╔══
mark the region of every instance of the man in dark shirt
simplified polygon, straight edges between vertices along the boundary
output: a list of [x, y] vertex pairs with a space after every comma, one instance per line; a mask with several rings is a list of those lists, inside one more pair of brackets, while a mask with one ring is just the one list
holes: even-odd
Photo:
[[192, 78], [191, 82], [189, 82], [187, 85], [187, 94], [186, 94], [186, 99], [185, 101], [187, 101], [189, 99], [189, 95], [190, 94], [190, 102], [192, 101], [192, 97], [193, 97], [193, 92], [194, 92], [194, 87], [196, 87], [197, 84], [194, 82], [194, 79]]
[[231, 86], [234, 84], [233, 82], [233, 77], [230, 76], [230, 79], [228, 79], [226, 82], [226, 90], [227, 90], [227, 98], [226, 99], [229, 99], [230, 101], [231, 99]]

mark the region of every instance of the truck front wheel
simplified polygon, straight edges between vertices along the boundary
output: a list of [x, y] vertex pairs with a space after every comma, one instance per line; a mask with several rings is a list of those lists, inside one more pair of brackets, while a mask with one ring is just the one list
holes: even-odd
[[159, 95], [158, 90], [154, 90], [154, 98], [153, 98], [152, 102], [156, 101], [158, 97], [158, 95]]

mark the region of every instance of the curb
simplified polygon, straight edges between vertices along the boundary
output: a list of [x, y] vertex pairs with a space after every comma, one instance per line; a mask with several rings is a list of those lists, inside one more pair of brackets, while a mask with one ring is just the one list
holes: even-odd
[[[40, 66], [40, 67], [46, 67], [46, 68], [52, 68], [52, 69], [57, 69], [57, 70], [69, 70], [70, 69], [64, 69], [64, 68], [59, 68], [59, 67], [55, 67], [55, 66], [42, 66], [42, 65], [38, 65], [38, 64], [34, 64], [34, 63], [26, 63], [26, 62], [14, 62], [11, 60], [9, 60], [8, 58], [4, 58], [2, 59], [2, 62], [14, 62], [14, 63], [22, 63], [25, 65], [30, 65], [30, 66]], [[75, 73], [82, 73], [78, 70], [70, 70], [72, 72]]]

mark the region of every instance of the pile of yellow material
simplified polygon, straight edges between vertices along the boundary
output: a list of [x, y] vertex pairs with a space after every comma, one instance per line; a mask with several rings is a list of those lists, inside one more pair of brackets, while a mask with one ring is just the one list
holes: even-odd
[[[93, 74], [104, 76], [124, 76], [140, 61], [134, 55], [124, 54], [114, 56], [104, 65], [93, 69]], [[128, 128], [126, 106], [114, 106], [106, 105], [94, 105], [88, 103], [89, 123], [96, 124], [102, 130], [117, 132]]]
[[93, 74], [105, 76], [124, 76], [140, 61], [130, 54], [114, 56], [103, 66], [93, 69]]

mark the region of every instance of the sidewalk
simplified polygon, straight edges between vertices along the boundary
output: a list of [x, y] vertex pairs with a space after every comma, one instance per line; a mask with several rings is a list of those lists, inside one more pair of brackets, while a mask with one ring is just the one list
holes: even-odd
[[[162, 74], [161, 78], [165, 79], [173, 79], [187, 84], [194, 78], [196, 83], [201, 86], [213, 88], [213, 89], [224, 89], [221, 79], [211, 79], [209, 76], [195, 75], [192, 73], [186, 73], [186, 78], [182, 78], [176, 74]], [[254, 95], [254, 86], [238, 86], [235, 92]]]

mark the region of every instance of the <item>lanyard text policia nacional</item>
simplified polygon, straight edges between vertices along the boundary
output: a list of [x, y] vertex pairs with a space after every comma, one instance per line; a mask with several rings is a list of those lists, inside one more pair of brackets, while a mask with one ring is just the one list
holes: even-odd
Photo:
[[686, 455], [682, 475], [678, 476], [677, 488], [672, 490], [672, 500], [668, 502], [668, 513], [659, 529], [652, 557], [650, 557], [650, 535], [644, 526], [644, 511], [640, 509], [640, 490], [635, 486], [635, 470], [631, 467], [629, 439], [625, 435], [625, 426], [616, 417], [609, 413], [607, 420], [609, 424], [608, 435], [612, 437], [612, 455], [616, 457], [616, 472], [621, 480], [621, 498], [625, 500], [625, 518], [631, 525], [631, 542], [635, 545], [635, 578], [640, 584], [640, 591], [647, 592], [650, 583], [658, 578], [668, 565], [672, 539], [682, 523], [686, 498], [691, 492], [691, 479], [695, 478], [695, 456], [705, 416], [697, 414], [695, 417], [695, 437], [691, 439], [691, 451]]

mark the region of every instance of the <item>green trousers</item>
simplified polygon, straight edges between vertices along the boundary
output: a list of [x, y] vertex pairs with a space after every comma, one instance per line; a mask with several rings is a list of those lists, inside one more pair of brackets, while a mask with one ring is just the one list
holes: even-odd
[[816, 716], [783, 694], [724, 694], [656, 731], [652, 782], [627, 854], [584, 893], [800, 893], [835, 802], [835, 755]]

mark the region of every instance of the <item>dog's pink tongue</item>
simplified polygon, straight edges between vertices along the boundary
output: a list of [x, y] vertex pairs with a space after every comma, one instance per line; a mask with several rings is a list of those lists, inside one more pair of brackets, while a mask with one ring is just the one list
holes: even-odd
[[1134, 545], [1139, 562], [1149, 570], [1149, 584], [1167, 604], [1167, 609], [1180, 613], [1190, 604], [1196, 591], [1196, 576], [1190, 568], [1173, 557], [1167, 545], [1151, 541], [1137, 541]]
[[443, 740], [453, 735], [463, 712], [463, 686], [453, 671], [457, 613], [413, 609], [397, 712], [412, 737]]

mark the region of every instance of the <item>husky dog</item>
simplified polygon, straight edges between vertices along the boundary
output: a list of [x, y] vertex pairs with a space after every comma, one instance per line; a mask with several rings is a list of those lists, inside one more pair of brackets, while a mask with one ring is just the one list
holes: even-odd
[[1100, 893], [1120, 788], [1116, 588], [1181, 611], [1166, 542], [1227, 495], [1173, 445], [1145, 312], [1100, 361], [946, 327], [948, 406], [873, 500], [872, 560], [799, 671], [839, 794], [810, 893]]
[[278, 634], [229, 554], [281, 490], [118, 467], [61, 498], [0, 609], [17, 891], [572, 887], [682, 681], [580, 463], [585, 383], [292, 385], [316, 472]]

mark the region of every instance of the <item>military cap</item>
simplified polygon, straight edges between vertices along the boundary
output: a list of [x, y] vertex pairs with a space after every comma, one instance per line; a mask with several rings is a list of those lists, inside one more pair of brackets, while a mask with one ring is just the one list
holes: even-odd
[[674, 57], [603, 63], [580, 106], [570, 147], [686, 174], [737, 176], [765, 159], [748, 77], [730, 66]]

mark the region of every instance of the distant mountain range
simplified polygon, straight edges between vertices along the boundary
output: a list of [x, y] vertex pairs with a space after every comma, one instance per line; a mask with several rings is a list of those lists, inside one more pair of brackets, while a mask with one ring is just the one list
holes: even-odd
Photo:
╚══
WHAT THE EXERCISE ASKS: Begin at the first line of the entries and stop after the line that contains "82], [194, 79]]". Give those lines again, requests included, scaling each polygon vertex coordinate in the outlines by 0.85 and rounding it to a whole number (halves up), and output nothing past that line.

ANSWER TO THIS TASK:
mark the region of every instance of the man in dark shirt
simplified polygon, straight edges between vertices along the boundary
output: a list of [x, y] vertex pairs with a space after every comma, one instance per line; a mask with several rings is a list of those lists, inside one more pair of brackets, while a mask with one ring is just the one list
holes: even-odd
Photo:
[[163, 66], [162, 70], [161, 70], [159, 72], [159, 80], [158, 80], [158, 84], [157, 86], [159, 86], [161, 84], [161, 81], [162, 80], [162, 87], [163, 86], [163, 82], [164, 82], [164, 78], [165, 78], [165, 74], [167, 74], [167, 71], [165, 70], [165, 67]]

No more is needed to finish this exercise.